◆ TASK DIRECTIONS:
Extract every line in the rows below that contains the string "paved", and list those lines.

Collected data:
+-------+

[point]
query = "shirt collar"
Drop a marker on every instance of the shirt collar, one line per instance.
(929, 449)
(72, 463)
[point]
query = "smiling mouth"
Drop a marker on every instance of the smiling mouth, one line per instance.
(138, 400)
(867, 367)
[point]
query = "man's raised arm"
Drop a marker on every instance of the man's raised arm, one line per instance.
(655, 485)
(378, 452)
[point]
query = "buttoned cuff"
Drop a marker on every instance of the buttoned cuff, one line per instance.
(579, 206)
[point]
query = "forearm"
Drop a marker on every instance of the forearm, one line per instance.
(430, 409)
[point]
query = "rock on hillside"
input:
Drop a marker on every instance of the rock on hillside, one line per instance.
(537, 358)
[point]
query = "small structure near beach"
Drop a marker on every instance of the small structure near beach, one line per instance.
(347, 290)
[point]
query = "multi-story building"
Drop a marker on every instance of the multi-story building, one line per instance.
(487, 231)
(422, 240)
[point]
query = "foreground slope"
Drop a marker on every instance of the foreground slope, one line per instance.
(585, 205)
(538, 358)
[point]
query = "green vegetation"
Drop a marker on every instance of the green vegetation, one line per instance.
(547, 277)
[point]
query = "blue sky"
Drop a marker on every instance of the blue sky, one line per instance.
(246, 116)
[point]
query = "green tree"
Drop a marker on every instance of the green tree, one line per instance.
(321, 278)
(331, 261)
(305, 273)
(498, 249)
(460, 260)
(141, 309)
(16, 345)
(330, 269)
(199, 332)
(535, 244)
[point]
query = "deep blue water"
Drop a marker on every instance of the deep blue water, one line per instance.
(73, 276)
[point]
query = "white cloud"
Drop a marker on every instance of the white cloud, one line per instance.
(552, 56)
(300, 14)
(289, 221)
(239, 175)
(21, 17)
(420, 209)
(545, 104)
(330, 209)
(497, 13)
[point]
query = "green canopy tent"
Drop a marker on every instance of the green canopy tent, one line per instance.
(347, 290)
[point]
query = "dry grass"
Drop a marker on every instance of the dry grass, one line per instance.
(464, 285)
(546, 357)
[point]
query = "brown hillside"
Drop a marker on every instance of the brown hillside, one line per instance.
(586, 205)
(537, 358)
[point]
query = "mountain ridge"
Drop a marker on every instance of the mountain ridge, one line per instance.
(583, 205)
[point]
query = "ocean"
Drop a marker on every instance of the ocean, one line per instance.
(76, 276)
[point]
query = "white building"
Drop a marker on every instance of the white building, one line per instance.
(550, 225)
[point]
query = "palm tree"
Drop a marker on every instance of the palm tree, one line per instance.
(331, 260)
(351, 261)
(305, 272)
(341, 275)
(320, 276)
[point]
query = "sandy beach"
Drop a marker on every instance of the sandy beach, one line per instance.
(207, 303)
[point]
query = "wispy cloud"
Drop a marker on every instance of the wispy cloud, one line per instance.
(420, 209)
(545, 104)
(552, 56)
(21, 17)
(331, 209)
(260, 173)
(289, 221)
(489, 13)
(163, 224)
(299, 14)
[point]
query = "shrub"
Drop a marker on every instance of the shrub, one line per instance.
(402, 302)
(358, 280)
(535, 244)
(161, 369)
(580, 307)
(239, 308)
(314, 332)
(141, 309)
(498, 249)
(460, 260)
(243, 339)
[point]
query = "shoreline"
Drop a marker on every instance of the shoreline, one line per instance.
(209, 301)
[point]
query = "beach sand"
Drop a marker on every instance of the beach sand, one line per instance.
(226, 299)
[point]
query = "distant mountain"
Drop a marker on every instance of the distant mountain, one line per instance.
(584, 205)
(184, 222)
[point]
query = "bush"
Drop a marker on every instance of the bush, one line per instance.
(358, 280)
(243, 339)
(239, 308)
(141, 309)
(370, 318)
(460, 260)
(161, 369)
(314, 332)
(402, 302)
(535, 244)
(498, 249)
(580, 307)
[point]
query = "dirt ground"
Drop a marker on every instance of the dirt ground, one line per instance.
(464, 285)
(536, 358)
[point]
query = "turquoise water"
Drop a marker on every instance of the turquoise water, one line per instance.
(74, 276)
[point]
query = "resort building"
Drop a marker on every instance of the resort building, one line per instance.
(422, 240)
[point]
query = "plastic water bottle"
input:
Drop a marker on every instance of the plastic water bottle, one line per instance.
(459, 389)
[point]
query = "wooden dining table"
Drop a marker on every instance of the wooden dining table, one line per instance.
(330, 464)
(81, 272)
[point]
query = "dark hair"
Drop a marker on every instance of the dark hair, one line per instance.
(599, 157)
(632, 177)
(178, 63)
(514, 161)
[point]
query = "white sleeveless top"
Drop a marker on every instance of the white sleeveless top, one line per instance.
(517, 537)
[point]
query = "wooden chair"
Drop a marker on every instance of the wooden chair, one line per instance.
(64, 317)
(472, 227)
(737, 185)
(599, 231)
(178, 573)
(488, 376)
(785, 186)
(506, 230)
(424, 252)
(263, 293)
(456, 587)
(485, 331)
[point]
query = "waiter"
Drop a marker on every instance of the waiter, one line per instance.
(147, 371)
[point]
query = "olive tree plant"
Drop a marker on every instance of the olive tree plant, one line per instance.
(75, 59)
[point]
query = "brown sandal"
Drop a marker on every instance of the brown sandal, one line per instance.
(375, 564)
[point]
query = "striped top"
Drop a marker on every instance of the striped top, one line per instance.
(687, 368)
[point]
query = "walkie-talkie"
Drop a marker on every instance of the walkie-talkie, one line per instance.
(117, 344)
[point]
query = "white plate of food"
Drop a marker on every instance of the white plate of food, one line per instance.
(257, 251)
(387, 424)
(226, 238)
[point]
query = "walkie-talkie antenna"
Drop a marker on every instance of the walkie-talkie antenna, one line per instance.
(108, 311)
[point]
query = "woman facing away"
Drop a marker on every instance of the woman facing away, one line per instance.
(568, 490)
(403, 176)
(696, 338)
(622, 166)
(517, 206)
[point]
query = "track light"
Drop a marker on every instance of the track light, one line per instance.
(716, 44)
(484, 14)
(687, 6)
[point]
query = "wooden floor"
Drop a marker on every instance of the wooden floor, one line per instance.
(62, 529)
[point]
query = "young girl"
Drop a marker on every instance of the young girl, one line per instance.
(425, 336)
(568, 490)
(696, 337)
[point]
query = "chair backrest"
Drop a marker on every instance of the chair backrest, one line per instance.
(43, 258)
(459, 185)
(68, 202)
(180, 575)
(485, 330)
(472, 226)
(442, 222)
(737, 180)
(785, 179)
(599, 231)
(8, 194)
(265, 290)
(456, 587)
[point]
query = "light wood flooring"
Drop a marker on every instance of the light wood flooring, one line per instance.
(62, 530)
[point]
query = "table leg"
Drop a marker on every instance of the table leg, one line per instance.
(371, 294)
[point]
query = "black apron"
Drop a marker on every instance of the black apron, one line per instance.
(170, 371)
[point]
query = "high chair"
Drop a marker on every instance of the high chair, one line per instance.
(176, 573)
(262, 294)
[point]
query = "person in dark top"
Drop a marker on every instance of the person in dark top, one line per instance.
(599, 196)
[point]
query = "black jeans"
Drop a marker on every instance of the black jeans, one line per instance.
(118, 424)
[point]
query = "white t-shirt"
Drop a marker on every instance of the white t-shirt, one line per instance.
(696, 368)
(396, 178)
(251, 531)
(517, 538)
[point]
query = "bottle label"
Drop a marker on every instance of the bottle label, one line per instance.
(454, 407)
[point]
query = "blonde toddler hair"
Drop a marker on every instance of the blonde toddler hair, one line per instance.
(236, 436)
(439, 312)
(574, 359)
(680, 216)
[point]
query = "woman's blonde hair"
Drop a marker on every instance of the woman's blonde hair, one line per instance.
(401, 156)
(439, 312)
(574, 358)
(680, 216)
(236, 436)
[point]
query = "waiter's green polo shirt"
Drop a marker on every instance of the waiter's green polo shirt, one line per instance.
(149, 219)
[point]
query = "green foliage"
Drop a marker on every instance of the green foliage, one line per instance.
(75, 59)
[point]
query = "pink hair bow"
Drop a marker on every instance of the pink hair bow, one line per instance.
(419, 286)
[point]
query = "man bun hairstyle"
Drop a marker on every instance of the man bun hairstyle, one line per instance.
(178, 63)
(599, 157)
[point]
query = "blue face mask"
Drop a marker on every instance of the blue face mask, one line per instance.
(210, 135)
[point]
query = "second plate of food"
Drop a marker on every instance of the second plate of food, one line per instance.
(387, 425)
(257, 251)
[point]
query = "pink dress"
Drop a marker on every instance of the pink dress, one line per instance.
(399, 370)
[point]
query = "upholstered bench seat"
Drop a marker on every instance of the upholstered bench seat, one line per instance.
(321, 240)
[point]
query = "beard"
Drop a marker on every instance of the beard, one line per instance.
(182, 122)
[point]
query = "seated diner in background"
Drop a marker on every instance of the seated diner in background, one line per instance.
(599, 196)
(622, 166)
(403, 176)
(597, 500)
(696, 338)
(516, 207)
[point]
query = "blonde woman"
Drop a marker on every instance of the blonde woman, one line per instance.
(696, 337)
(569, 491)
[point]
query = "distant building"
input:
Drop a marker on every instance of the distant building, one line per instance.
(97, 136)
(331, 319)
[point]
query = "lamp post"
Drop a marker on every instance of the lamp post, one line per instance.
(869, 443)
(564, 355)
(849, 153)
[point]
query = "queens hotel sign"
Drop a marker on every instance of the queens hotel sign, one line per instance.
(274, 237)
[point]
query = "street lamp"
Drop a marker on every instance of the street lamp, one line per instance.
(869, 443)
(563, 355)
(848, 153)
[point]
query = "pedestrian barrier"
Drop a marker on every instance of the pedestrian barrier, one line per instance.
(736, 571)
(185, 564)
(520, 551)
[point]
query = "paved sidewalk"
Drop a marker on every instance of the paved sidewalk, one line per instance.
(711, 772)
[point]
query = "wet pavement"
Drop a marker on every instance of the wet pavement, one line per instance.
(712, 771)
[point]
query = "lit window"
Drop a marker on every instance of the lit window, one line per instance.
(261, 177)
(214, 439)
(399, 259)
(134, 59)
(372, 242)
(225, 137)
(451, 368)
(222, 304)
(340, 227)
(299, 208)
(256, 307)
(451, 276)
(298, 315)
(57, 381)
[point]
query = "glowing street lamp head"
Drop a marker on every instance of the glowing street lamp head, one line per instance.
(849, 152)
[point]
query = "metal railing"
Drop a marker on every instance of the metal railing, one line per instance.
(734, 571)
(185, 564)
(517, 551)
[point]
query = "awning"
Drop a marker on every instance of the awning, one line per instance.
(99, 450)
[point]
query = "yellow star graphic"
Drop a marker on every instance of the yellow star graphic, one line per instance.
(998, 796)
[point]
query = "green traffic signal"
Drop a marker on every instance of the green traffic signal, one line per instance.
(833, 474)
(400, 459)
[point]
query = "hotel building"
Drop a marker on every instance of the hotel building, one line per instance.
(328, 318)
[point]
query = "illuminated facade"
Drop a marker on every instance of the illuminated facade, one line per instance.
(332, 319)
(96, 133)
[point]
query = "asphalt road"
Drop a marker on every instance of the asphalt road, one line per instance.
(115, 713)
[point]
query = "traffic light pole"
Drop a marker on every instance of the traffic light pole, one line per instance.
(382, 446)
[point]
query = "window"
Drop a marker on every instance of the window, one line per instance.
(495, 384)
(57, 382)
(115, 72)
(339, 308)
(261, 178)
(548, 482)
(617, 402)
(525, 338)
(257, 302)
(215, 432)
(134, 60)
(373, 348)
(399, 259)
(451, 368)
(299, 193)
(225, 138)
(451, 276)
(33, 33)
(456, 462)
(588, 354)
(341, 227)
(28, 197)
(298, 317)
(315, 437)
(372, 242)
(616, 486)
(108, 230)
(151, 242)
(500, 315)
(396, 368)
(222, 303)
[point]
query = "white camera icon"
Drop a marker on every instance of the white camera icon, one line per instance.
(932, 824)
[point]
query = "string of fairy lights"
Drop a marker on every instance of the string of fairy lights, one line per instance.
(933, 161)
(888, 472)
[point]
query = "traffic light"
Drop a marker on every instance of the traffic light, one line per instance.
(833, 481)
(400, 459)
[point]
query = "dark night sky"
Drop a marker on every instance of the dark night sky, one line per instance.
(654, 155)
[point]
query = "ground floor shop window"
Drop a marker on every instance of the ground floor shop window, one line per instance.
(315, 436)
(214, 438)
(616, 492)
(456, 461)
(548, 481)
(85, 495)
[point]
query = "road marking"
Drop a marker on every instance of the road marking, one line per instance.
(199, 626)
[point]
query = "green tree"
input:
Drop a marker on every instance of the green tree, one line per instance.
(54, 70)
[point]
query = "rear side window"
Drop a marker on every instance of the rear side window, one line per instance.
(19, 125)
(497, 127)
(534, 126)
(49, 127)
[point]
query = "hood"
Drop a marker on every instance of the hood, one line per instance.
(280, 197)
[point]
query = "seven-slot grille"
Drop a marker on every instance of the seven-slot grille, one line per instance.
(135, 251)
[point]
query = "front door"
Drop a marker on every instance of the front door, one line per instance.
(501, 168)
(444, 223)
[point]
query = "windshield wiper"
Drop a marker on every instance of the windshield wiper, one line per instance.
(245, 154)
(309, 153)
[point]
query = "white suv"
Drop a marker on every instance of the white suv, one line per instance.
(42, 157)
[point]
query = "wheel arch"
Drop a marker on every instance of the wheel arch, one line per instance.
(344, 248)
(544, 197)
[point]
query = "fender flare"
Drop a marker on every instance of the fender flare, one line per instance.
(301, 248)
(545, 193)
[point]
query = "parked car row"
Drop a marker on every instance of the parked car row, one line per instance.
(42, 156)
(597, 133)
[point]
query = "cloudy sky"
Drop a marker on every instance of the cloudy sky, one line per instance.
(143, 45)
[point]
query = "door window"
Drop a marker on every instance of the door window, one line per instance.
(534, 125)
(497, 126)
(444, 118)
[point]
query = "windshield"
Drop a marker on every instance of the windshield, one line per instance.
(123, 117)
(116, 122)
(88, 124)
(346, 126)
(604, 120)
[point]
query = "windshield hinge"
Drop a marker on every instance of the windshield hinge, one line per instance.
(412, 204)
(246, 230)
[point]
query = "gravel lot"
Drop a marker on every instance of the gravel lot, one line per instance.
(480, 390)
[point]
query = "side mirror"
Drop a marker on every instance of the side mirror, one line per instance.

+-------+

◆ RESULT OF THE TASK:
query = "paved sidewalk"
Drop a marker on every instance of the paved sidewalk, one line per instance.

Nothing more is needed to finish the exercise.